Activity:
Return the records exactly as they stand, and keep the pictures out of the copy.

Collected data
.....
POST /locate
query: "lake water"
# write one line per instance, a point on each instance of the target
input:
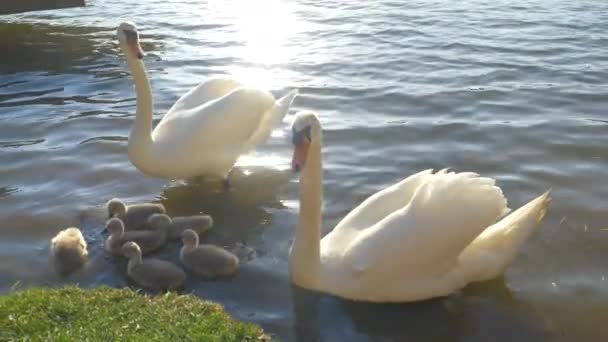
(515, 90)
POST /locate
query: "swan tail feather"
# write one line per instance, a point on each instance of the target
(272, 118)
(496, 248)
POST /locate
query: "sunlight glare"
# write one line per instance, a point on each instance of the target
(264, 28)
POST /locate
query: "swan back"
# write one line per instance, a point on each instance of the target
(152, 273)
(445, 214)
(198, 223)
(147, 240)
(207, 261)
(134, 216)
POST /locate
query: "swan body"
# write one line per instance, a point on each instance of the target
(206, 130)
(134, 216)
(174, 227)
(147, 240)
(69, 250)
(156, 274)
(207, 261)
(426, 236)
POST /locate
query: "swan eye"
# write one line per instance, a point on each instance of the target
(131, 35)
(298, 136)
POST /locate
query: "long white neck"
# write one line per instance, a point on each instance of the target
(140, 137)
(304, 258)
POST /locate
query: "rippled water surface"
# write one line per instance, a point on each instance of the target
(516, 90)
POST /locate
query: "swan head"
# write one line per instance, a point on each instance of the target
(128, 37)
(131, 250)
(158, 221)
(305, 130)
(115, 226)
(116, 207)
(190, 238)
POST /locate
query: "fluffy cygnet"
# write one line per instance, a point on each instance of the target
(207, 261)
(177, 225)
(147, 240)
(134, 216)
(155, 274)
(69, 250)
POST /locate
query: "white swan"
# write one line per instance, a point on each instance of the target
(426, 236)
(205, 131)
(69, 250)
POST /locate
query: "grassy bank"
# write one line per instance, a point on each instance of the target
(74, 314)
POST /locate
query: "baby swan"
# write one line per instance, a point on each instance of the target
(207, 261)
(134, 216)
(69, 250)
(154, 274)
(147, 240)
(177, 225)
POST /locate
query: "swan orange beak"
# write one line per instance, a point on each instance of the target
(135, 47)
(300, 153)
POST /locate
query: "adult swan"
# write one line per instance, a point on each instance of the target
(205, 131)
(424, 237)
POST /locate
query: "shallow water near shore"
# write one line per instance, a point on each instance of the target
(512, 90)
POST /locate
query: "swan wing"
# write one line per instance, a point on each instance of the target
(272, 118)
(218, 130)
(446, 212)
(382, 203)
(209, 90)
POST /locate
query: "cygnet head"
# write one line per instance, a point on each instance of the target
(157, 221)
(116, 207)
(115, 226)
(128, 37)
(305, 130)
(190, 238)
(130, 250)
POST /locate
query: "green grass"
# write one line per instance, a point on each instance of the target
(105, 314)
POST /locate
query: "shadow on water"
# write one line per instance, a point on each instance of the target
(481, 312)
(237, 213)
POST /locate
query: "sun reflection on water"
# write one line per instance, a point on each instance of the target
(264, 28)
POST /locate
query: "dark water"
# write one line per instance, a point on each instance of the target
(516, 90)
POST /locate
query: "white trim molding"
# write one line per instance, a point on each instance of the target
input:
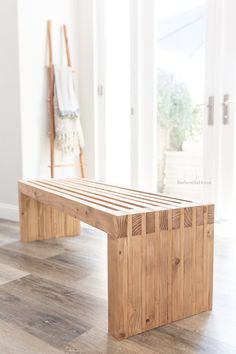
(9, 212)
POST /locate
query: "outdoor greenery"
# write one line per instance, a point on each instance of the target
(175, 111)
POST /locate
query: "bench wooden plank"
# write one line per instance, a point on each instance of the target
(160, 248)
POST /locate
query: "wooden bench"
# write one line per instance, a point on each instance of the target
(160, 248)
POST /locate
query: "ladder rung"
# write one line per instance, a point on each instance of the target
(66, 165)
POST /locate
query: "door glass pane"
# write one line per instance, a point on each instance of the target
(180, 96)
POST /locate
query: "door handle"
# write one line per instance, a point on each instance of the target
(226, 108)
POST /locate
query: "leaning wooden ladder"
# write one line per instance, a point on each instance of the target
(51, 103)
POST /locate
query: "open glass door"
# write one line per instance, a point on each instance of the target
(181, 108)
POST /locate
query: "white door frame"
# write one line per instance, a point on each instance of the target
(143, 95)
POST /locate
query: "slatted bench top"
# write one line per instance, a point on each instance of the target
(160, 248)
(102, 205)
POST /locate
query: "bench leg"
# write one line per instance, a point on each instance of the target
(39, 221)
(161, 272)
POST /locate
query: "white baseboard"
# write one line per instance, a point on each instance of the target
(9, 212)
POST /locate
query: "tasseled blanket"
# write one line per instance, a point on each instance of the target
(69, 134)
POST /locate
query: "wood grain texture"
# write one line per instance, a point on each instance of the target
(39, 221)
(160, 248)
(46, 292)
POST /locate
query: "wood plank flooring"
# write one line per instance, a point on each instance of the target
(53, 299)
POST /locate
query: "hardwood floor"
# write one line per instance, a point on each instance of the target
(53, 300)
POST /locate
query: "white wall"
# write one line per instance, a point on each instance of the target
(10, 139)
(24, 140)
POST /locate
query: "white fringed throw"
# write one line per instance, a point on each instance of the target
(69, 134)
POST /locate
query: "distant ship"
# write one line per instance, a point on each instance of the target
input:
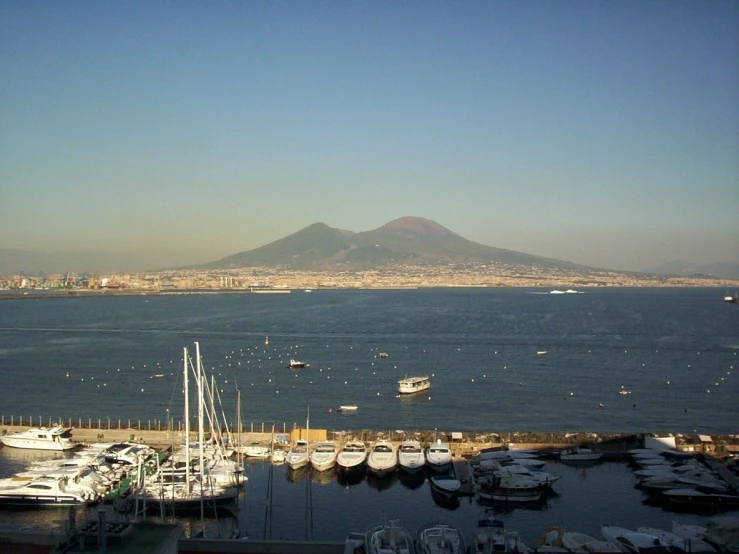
(267, 289)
.....
Answer:
POST /locate
query: "lake water"
# write one line per instance, a point on each instance of the target
input:
(515, 90)
POST /locate
query: "swan tail feather"
# write one line per instance, a point on each instance of the target
(272, 118)
(496, 248)
POST /locate
query: "sunlight glare"
# write one line per instance, a point on each instance of the target
(264, 28)
POST /locate
query: "swan back"
# write one line per instance, a point on each instance of the target
(152, 273)
(445, 214)
(198, 223)
(147, 240)
(207, 261)
(134, 216)
POST /locate
query: "swan body"
# write one line per instance, a point on each instance of the target
(206, 130)
(134, 216)
(174, 227)
(147, 240)
(69, 250)
(156, 274)
(207, 261)
(426, 236)
POST /locate
query: "swan eye"
# write one line per instance, a point on each instance of the target
(131, 35)
(298, 136)
POST /locate
query: "long white neck"
# write one line per instance, a point on each instance of the target
(140, 137)
(304, 258)
POST /locate
query: "rippled water surface"
# write one line per instance, a point on each instance of the target
(516, 90)
POST /locate
query: "swan head"
# write one line per instance, a point on each instance of the target
(128, 37)
(131, 250)
(158, 221)
(305, 130)
(115, 226)
(116, 207)
(190, 238)
POST /locate
query: "fluffy cygnet"
# write one line per instance, a point on each instance of the target
(207, 261)
(177, 225)
(147, 240)
(134, 216)
(155, 274)
(69, 250)
POST /locate
query: "white swan"
# write one line per instance, a point on each instance of the target
(426, 236)
(205, 131)
(69, 250)
POST /locate
query: "grassy bank"
# write one line per instance, a point on each instance of the target
(74, 314)
POST /locate
query: "baby swan"
# write one line per instance, a point on each instance of the target
(207, 261)
(134, 216)
(69, 250)
(154, 274)
(147, 240)
(177, 225)
POST /locate
query: "swan orange beak"
# write one line per instance, a point on each instance of the target
(135, 47)
(300, 153)
POST /locate
query: "adult swan"
# write one line per instance, a point on each instance of the target
(205, 131)
(424, 237)
POST /locate
query: "shallow water near shore"
# write one line per instance, a point on each instance of the target
(512, 90)
POST /locate
query: "swan wing"
# write one line per instance, a point on each instance of the target
(272, 118)
(218, 130)
(446, 212)
(382, 203)
(209, 90)
POST /locate
query: "cygnet head"
# write one line per instance, a point on each instance of the target
(157, 221)
(116, 207)
(115, 226)
(128, 37)
(305, 130)
(190, 238)
(130, 250)
POST /locate
query: "green grass"
# write one line per instance, a point on each instance of the target
(105, 314)
POST /locate
query: "shadow on water"
# write one line per instance, a point on each instance of the target
(481, 312)
(237, 213)
POST /locate
query: "sun reflection on water"
# write one line per instance, a point on each instance of the target
(264, 28)
POST /locate
query: "dark water"
# write one line per instance, a point on each instance of the target
(516, 90)
POST /locate
query: "white trim molding"
# write one line per instance, a point on each instance of the target
input:
(9, 212)
POST /locate
query: "outdoor greenery"
# write one line per instance, a point on each instance of the target
(175, 111)
POST /locate
query: "bench wooden plank"
# write one line per instance, a point on each instance of the target
(160, 248)
POST /locate
query: "wooden bench"
# write one line per instance, a point on each instance of the target
(160, 248)
POST /locate
query: "ladder rung"
# write one line per instance, a point on each instance of the target
(66, 165)
POST /locate
query: "door glass pane"
# write one line per instance, a point on each instance of the target
(180, 96)
POST /locate
query: "door handle"
# write one line per instance, a point on each instance of the target
(226, 108)
POST /locate
query: "leaning wooden ladder"
# write one line per instance, a point on each instance of the target
(51, 103)
POST /locate
query: "open glass door"
# write one line per instance, a point on each instance of the target
(181, 108)
POST /locate
query: "white door frame"
# write one line per instance, a point on each instance of the target
(143, 95)
POST /locate
query: "slatted bench top"
# write one line per instance, a point on each instance of the target
(160, 248)
(102, 205)
POST /locate
query: "bench leg"
# write one line per instance, a point on each instance of the target
(39, 221)
(161, 272)
POST /locate
query: "white baseboard"
# write one line per instance, a point on each instance of the target
(9, 212)
POST /locate
query: "tasseled blanket"
# write one line per instance, a point on each instance of the target
(69, 134)
POST /locate
query: "wood grain texture"
# write one line per instance, a point on each instance of the target
(39, 221)
(160, 248)
(46, 292)
POST /locate
query: "wood plank flooring"
# write one line per instance, a point on each instance of the target
(53, 299)
POST /locate
query: "hardwood floor"
# write one line per instance, a point on each instance of the target
(53, 300)
POST /locate
query: "white wall"
# write one line per instance, a point on each instance of the target
(10, 139)
(24, 140)
POST /locate
query: "white fringed throw"
# write one line per instance, a point on each instance of the target
(69, 134)
POST /locate
query: "distant ship"
# write one line per instance, a point on each instance of the target
input:
(267, 289)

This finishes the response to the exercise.